* begin *

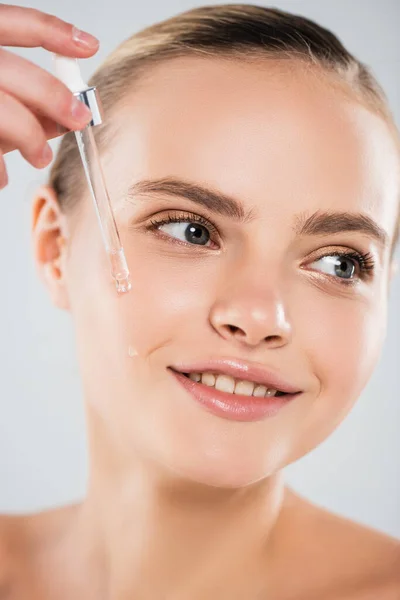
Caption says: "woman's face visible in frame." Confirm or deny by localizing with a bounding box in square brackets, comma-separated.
[39, 57, 399, 487]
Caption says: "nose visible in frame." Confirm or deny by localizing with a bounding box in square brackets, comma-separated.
[209, 270, 292, 348]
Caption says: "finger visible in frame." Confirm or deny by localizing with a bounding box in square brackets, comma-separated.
[0, 4, 99, 58]
[0, 150, 8, 190]
[0, 90, 52, 168]
[0, 111, 71, 154]
[0, 48, 92, 134]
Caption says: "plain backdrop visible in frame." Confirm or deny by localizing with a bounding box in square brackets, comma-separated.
[0, 0, 400, 537]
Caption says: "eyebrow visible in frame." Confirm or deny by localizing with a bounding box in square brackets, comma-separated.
[127, 177, 388, 246]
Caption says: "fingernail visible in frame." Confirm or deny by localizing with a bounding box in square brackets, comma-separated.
[71, 96, 92, 123]
[72, 27, 100, 48]
[42, 144, 53, 163]
[56, 123, 70, 135]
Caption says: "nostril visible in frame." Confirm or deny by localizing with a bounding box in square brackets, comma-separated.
[227, 325, 239, 333]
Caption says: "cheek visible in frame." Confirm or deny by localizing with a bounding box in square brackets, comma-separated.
[68, 231, 218, 376]
[298, 289, 386, 443]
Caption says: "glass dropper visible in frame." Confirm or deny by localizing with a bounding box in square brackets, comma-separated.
[53, 54, 131, 294]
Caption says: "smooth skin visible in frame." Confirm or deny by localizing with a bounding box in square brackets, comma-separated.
[0, 4, 400, 600]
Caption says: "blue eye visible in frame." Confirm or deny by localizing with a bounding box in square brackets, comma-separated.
[312, 252, 374, 283]
[313, 255, 356, 279]
[148, 213, 219, 248]
[158, 221, 210, 246]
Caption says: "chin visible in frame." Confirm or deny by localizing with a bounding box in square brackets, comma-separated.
[155, 448, 271, 489]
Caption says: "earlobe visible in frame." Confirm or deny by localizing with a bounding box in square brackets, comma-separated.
[32, 185, 70, 310]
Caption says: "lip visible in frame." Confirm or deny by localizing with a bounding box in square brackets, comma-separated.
[170, 358, 301, 398]
[169, 368, 301, 421]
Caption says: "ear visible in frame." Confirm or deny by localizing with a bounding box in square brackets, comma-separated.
[32, 185, 70, 310]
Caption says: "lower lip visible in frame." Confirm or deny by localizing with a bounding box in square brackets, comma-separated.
[170, 369, 299, 421]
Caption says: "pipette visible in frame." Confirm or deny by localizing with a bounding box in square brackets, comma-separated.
[53, 54, 131, 294]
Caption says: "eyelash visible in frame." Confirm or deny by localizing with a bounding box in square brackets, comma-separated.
[146, 213, 375, 285]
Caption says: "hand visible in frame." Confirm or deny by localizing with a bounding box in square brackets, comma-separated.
[0, 4, 99, 189]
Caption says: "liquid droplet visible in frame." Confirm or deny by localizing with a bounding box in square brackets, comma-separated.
[115, 277, 132, 294]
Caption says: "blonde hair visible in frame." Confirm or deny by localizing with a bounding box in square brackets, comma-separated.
[49, 4, 400, 253]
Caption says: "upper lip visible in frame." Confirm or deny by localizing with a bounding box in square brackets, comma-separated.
[170, 358, 301, 394]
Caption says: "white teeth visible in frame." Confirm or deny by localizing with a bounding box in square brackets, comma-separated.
[184, 373, 276, 398]
[189, 373, 201, 381]
[201, 373, 215, 387]
[215, 375, 235, 394]
[235, 381, 254, 396]
[253, 385, 267, 398]
[265, 388, 276, 396]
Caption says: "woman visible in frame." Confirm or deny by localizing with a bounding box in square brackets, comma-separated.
[0, 4, 400, 600]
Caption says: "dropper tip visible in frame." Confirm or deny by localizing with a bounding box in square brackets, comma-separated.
[115, 277, 132, 294]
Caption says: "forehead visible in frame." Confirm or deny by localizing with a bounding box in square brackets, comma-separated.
[107, 57, 399, 232]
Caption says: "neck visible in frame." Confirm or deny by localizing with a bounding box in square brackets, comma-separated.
[82, 406, 285, 600]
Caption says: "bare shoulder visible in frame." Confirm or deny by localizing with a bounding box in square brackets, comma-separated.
[0, 507, 80, 600]
[282, 490, 400, 600]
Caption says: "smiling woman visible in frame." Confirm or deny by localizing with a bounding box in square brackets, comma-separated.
[0, 4, 400, 600]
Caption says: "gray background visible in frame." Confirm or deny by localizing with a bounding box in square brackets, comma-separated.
[0, 0, 400, 538]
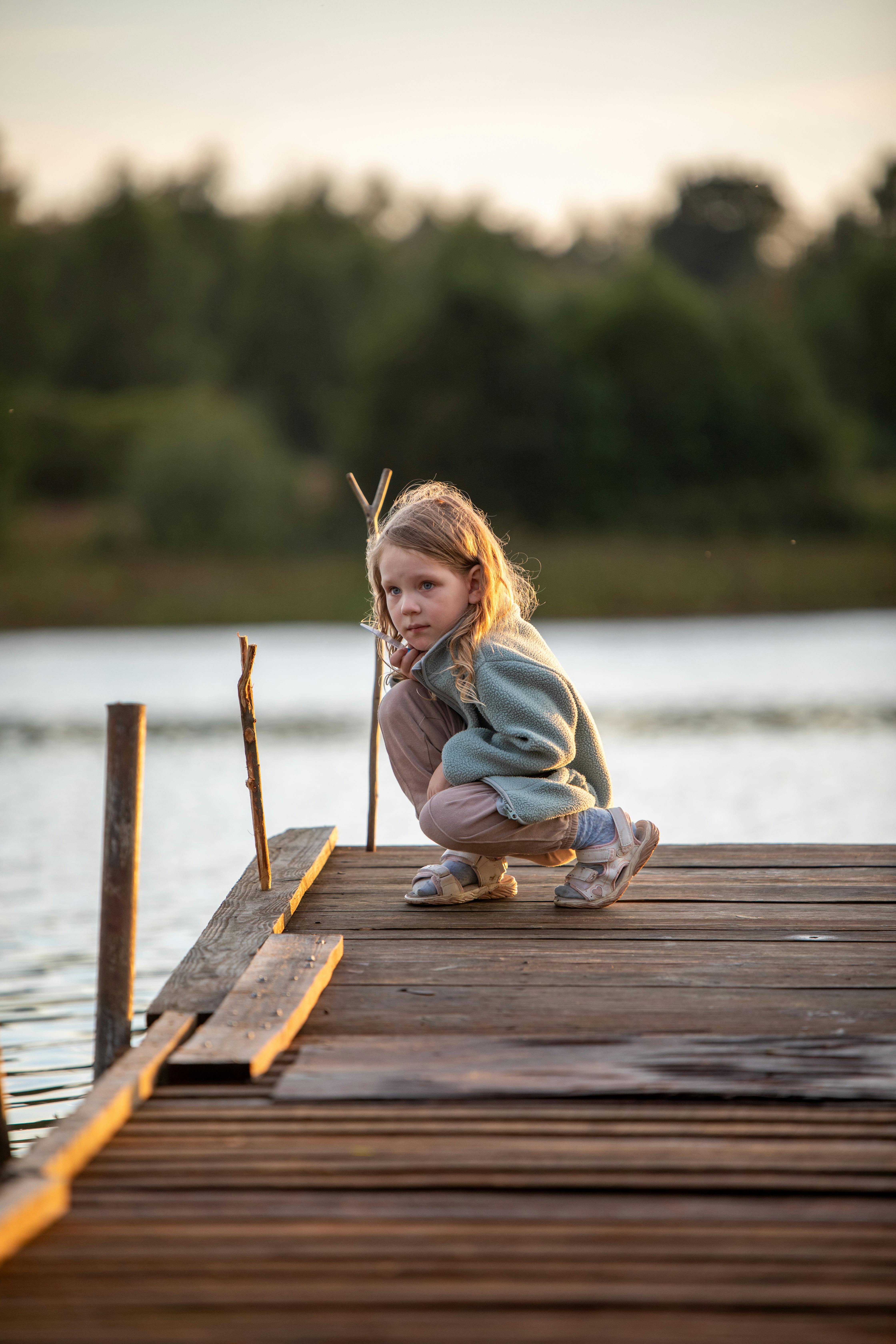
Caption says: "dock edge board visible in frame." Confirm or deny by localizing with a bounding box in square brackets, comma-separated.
[167, 933, 343, 1083]
[0, 1012, 196, 1261]
[146, 827, 337, 1023]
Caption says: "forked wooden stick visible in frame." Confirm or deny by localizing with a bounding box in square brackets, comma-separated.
[345, 466, 392, 853]
[236, 634, 270, 891]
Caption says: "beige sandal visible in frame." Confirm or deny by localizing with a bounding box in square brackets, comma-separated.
[553, 808, 660, 910]
[404, 849, 516, 906]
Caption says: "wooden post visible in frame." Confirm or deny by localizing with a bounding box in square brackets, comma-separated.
[94, 704, 146, 1078]
[236, 634, 270, 891]
[347, 466, 392, 853]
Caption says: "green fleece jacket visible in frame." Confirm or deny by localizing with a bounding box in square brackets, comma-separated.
[412, 616, 611, 825]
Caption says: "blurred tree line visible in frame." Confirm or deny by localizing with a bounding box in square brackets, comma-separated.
[0, 161, 896, 551]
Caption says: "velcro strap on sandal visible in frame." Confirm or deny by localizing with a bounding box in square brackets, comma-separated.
[610, 808, 634, 853]
[411, 863, 463, 896]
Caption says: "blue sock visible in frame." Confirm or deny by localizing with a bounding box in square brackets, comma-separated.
[572, 808, 617, 849]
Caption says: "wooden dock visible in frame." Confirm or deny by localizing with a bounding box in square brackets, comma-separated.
[0, 832, 896, 1344]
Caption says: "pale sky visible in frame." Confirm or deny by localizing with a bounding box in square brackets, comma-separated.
[0, 0, 896, 230]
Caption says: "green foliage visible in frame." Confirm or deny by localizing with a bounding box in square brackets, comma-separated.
[795, 160, 896, 466]
[228, 191, 380, 452]
[564, 266, 850, 531]
[0, 147, 896, 551]
[653, 176, 785, 285]
[126, 396, 296, 554]
[356, 220, 568, 519]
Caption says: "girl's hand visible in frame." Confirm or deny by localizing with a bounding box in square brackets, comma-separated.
[390, 648, 420, 676]
[426, 761, 451, 798]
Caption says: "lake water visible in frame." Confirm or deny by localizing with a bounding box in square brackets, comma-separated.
[0, 612, 896, 1146]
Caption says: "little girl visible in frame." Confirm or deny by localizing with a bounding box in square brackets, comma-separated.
[367, 481, 660, 909]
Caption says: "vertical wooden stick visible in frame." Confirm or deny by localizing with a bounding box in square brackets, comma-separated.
[345, 466, 392, 853]
[0, 1032, 12, 1167]
[236, 634, 270, 891]
[94, 704, 146, 1078]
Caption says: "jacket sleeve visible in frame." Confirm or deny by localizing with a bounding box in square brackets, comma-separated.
[442, 659, 578, 785]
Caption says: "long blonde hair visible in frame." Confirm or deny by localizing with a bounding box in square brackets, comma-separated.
[367, 481, 537, 704]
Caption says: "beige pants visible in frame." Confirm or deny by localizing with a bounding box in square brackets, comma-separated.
[380, 679, 578, 867]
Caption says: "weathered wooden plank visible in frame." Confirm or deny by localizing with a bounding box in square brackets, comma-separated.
[54, 1188, 896, 1231]
[0, 1164, 70, 1262]
[291, 984, 893, 1036]
[274, 1035, 896, 1101]
[310, 935, 896, 994]
[146, 827, 336, 1021]
[0, 1306, 893, 1344]
[314, 866, 896, 909]
[13, 1011, 196, 1180]
[168, 933, 343, 1082]
[0, 1012, 196, 1261]
[287, 899, 896, 954]
[328, 844, 896, 872]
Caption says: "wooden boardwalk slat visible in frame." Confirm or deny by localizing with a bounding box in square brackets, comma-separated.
[274, 1034, 896, 1102]
[0, 831, 896, 1344]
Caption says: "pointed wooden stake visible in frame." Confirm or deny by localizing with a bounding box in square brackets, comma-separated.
[94, 704, 146, 1078]
[236, 634, 270, 891]
[345, 466, 392, 853]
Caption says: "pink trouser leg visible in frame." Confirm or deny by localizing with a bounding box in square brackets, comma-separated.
[380, 679, 578, 867]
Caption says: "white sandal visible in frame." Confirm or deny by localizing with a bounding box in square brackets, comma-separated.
[553, 808, 660, 909]
[404, 849, 516, 906]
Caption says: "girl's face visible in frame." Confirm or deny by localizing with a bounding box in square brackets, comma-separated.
[380, 546, 482, 653]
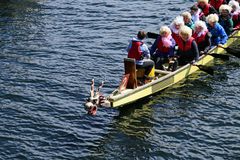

* end *

PROBLEM TO WORK ON - Copy out every line from the one containing "strap on sandal" down to the one containing "[411, 863, 463, 896]", including both of those lines, with no changes.

TASK SOLUTION -
Caption says: "velcro strap on sandal visible in frame." Confirm or deny by localizing with a bounding box in square brackets, comma-separated.
[610, 808, 634, 853]
[411, 863, 463, 896]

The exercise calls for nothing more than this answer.